■ **Collected data entries**:
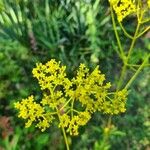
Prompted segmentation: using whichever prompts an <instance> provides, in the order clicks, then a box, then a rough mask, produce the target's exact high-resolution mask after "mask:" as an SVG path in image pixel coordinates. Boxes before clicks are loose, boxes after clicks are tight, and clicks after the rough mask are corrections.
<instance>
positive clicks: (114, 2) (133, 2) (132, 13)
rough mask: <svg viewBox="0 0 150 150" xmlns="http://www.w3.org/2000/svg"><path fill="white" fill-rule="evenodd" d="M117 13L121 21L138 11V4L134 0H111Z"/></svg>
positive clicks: (118, 20)
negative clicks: (127, 16)
mask: <svg viewBox="0 0 150 150" xmlns="http://www.w3.org/2000/svg"><path fill="white" fill-rule="evenodd" d="M109 2H110V5H111V6H112V7H113V9H114V11H115V13H116V14H117V19H118V21H119V22H121V21H122V20H123V19H124V18H125V17H127V16H128V15H130V14H133V13H135V12H136V5H135V2H133V0H109Z"/></svg>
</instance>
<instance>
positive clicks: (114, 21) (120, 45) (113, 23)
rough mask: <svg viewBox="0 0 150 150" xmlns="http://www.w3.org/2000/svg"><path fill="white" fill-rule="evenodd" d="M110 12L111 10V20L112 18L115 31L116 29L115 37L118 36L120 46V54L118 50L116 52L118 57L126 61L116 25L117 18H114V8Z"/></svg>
mask: <svg viewBox="0 0 150 150" xmlns="http://www.w3.org/2000/svg"><path fill="white" fill-rule="evenodd" d="M110 10H111V18H112V23H113V29H114V32H115V36H116V39H117V43H118V46H119V49H120V52H119V51H118V50H116V51H117V53H118V55H119V56H120V57H121V58H122V59H123V60H124V56H125V55H124V51H123V48H122V45H121V42H120V38H119V35H118V32H117V29H116V23H115V18H114V13H113V9H112V7H110Z"/></svg>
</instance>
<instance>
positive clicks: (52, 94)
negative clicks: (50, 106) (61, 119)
mask: <svg viewBox="0 0 150 150" xmlns="http://www.w3.org/2000/svg"><path fill="white" fill-rule="evenodd" d="M50 93H51V95H52V98H53V97H54V94H53V93H54V89H53V90H52V89H50ZM55 109H56V113H57V116H58V119H59V121H61V120H60V113H59V110H58V108H57V106H56V107H55ZM61 128H62V132H63V137H64V140H65V144H66V148H67V150H70V148H69V144H68V139H67V136H66V132H65V129H64V127H61Z"/></svg>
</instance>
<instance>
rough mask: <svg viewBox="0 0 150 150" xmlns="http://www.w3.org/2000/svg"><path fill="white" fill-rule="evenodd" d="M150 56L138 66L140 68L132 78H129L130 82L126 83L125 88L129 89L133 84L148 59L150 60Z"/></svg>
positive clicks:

■ **WHAT NEEDS TO BE DONE**: Of the lines above, output exactly those from the line bearing "13L121 21L138 11V4L134" through the line bearing "positive clicks: (118, 20)", inclusive.

■ **SOLUTION**:
rough mask: <svg viewBox="0 0 150 150" xmlns="http://www.w3.org/2000/svg"><path fill="white" fill-rule="evenodd" d="M117 13L121 21L138 11V4L134 0H111Z"/></svg>
positive clicks: (118, 20)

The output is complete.